## Problem statement
What is the number of lines in the records that contain "green"? Give only that number.

---*---

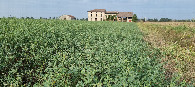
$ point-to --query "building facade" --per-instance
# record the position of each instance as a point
(67, 17)
(102, 14)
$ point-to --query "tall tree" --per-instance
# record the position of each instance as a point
(134, 19)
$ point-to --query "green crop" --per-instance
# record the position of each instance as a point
(76, 53)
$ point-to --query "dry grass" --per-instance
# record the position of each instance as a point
(177, 43)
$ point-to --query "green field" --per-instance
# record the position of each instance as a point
(77, 53)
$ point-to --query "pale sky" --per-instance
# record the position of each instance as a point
(174, 9)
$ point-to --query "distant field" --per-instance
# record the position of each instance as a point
(177, 43)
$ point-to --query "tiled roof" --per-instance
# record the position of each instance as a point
(125, 14)
(97, 10)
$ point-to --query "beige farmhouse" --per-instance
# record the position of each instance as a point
(102, 14)
(67, 17)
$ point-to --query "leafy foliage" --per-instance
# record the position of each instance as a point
(76, 53)
(134, 19)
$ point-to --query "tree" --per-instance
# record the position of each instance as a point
(134, 19)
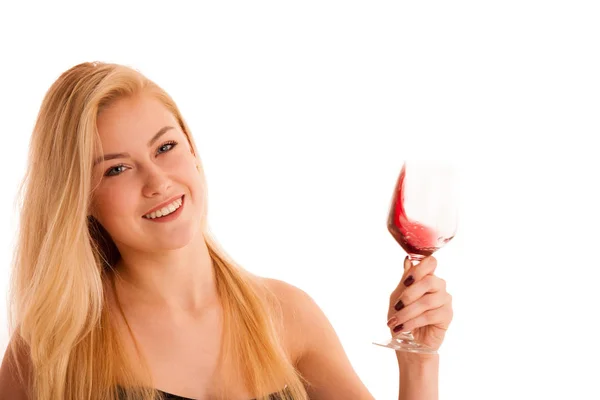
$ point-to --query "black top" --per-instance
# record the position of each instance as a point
(170, 396)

---*---

## Response
2